What is being asked: Restate each of the lines given below, word for word.

━━━━━━━━━━━━━━━━

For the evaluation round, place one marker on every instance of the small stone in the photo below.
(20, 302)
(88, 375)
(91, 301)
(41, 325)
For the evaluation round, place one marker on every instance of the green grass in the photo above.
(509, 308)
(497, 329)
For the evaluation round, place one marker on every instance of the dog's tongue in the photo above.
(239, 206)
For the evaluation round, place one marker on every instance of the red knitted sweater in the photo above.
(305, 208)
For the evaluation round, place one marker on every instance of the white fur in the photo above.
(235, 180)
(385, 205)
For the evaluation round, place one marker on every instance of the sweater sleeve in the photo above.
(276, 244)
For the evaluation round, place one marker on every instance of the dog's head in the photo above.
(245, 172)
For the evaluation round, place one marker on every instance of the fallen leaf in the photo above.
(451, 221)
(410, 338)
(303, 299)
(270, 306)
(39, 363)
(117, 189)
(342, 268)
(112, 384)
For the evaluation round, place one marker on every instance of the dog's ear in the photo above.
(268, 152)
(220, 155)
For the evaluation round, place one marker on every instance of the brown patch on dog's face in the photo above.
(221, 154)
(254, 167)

━━━━━━━━━━━━━━━━

Expected answer:
For the evaluation round, place one marker on every instance of the small stone in the photo below.
(20, 302)
(88, 375)
(91, 301)
(41, 325)
For the evaluation round, place one marker on every instance of the green grass in the photo above.
(509, 308)
(497, 329)
For the evaluation round, place one marker on every instance of the dog's tongue in the photo above.
(239, 206)
For the evaluation round, place one marker on every instance of the red knitted sweater in the photo above.
(305, 208)
For the evaluation round, place one marker on every instance of the white fur in the photo above.
(235, 180)
(385, 205)
For the evaluation round, place one marker on every instance of the sweater sleeve in the photo above.
(276, 244)
For the evaluation round, place one marker on every instance of the dog's head in the photo above.
(245, 172)
For the evaluation round, place one marker on every instance of the fallen leaf in the photo above.
(451, 221)
(410, 338)
(303, 299)
(270, 306)
(39, 363)
(117, 189)
(342, 268)
(112, 384)
For the evaluation round, place one marker on every instance of the dog's ear in the photo above.
(268, 152)
(220, 155)
For the evaluation round, place one marker on every instance of the brown patch on dog's face in the photo above.
(221, 154)
(254, 167)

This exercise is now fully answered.